Document passage ->
---*---
“Men read, discuss, realise perhaps.”

To comprehend the foregoing manner of reasoning or, rather, point of view (the word “comprehend” is italicised lest any one confound inoffensive comprehension with dangerous approval), one must have had in some country or other some bitter experience—stinging rebuke or angering, insulting rebuff—with the vapid self-complacency, the dogmatic thick-wittedness, the dictatorial stubborness, and the cruel hard-heartedness of the bourgeois. One must have been shocked and sickened by his vulgar flaunting of a stupid—or wicked?—determination to persist in his denial that his fellow-men ever starve, unless he can see them, with his own eyes, throw up their hands dramatically, stagger, and fall around him.

If one has had this disillusionising experience with the bourgeois, he will comprehend—there will be no lapsing here into such atrociously bad form as hinting the possibility of acquiescence—that there are numerous poor devils who say, “Let the bourgeois have the dramatic demonstration of starvation, since he will credit no other!”
---*---
Entries supplied ->
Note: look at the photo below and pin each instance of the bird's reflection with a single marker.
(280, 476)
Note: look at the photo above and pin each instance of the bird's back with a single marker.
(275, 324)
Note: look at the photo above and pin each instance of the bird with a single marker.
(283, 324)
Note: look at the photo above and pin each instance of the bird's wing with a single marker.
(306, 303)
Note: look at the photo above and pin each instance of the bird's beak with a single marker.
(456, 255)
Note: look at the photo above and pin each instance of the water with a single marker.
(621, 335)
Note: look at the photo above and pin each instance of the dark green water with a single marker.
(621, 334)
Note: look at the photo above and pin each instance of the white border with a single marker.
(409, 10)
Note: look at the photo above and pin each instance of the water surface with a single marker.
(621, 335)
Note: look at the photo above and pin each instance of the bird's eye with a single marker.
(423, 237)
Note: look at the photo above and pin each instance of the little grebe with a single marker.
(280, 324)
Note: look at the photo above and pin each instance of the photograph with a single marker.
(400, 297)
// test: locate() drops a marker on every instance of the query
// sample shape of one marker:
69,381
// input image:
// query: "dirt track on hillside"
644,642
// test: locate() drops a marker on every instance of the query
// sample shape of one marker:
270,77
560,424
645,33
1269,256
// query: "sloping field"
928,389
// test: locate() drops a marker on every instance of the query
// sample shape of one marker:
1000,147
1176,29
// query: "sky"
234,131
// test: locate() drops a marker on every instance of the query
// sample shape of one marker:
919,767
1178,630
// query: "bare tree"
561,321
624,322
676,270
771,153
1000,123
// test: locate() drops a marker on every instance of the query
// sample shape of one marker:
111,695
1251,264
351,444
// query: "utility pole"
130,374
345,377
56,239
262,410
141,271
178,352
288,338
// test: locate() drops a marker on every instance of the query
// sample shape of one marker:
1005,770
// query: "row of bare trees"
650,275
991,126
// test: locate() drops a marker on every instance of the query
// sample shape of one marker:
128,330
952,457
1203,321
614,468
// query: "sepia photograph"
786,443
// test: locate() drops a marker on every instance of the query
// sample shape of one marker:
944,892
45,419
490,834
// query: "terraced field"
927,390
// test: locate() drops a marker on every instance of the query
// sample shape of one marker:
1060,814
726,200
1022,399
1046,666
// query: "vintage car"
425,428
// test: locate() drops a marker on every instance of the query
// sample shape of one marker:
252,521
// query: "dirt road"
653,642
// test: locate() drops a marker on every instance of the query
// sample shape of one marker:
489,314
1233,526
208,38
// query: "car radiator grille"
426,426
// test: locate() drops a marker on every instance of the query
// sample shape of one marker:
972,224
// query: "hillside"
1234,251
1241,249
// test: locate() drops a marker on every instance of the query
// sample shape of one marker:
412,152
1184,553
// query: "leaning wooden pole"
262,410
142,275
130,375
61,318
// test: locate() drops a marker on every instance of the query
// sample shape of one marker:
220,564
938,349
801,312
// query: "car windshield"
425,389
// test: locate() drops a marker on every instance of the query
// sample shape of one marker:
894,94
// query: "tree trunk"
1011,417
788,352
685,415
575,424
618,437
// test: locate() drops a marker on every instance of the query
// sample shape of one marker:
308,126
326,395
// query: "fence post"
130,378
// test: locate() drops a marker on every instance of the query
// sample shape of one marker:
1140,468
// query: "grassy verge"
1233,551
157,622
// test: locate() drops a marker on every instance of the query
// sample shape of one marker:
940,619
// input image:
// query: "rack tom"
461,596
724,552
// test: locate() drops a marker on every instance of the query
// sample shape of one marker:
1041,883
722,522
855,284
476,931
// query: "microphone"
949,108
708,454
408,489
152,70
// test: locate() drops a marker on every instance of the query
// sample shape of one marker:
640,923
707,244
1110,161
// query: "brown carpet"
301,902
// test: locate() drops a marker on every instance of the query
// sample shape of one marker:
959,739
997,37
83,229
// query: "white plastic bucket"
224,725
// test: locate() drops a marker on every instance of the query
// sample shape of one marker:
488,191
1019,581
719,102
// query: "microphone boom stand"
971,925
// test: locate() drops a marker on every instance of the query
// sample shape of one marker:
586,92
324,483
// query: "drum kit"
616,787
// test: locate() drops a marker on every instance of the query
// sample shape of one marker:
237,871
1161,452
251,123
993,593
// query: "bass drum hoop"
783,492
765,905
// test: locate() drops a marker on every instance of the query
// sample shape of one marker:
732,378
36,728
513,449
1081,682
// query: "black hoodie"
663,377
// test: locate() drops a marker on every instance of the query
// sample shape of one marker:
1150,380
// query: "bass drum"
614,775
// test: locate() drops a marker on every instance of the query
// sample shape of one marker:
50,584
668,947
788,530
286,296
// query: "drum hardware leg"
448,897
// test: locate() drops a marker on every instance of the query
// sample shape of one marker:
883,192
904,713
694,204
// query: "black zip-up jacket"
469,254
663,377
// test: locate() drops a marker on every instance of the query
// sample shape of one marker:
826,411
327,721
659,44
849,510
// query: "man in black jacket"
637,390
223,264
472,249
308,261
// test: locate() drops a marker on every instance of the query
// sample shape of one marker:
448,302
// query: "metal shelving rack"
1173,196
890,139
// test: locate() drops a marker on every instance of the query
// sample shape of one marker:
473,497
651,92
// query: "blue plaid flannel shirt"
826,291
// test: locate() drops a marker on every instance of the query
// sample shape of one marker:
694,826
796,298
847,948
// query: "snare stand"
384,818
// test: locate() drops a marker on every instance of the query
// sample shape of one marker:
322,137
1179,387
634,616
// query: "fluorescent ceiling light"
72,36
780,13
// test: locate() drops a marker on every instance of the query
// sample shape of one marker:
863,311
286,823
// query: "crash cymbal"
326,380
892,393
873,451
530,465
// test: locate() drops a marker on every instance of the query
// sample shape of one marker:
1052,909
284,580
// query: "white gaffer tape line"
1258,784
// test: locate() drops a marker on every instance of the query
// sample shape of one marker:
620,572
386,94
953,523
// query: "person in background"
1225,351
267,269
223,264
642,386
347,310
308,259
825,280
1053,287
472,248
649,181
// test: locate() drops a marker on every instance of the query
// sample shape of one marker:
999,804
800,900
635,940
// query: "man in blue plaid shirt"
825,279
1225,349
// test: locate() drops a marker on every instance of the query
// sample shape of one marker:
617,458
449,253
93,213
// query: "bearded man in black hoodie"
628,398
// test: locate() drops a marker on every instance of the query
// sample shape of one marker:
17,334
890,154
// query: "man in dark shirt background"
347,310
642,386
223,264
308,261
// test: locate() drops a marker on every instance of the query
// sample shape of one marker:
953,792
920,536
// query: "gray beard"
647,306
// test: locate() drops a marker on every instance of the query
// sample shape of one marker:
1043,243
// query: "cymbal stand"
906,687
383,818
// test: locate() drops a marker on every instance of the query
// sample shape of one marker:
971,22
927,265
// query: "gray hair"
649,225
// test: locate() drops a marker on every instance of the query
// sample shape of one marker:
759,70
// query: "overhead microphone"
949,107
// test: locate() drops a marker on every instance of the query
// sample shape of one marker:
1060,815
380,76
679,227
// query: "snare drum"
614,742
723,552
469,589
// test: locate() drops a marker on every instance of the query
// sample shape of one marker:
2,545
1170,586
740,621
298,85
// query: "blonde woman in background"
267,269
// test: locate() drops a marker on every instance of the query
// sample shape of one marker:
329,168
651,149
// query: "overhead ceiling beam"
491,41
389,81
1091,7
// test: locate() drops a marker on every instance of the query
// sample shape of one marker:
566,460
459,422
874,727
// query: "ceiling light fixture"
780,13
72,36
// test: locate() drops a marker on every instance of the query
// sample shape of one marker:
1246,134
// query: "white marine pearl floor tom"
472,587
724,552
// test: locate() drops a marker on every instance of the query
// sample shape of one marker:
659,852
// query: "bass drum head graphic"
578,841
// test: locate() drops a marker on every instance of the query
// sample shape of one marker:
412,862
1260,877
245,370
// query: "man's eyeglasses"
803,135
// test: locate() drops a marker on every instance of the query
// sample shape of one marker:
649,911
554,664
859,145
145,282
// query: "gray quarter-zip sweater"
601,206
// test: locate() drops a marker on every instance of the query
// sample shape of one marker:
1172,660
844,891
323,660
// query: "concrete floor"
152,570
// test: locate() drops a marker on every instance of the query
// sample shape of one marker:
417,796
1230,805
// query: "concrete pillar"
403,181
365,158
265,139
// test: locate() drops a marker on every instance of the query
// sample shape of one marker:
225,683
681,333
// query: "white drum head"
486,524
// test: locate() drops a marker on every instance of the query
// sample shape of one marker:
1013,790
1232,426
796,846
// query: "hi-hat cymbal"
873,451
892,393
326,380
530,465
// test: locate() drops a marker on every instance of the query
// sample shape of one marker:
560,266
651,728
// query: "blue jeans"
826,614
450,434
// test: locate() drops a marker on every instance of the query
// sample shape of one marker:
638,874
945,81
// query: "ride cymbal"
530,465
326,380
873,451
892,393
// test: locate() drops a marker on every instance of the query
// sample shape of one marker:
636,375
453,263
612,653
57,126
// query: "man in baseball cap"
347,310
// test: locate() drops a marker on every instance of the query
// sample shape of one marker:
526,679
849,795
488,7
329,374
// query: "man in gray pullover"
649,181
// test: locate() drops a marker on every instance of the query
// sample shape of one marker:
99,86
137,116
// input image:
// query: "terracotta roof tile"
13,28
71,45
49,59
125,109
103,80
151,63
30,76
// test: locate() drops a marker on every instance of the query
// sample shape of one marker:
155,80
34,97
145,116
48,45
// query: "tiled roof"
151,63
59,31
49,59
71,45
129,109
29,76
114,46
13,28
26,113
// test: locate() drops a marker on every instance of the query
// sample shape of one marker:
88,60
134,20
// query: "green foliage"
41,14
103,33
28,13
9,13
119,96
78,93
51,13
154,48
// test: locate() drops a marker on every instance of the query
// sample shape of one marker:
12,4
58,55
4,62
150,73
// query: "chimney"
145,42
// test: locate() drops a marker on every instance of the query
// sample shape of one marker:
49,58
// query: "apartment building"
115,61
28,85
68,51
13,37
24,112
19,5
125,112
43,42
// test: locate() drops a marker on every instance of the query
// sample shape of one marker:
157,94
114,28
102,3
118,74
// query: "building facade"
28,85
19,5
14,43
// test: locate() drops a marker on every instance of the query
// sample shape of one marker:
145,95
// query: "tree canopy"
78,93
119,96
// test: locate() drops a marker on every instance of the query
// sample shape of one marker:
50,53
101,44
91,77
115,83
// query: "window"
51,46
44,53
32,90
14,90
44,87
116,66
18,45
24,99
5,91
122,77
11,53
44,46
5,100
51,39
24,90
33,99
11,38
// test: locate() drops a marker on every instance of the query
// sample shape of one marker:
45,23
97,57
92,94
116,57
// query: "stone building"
---*---
Work to complete ->
Repeat word for word the stretch from "To comprehend the" through "fall around him." in the passage on the bourgeois. Rely only on the passage on the bourgeois, not on the data.

Worked solution ->
To comprehend the foregoing manner of reasoning or, rather, point of view (the word “comprehend” is italicised lest any one confound inoffensive comprehension with dangerous approval), one must have had in some country or other some bitter experience—stinging rebuke or angering, insulting rebuff—with the vapid self-complacency, the dogmatic thick-wittedness, the dictatorial stubborness, and the cruel hard-heartedness of the bourgeois. One must have been shocked and sickened by his vulgar flaunting of a stupid—or wicked?—determination to persist in his denial that his fellow-men ever starve, unless he can see them, with his own eyes, throw up their hands dramatically, stagger, and fall around him.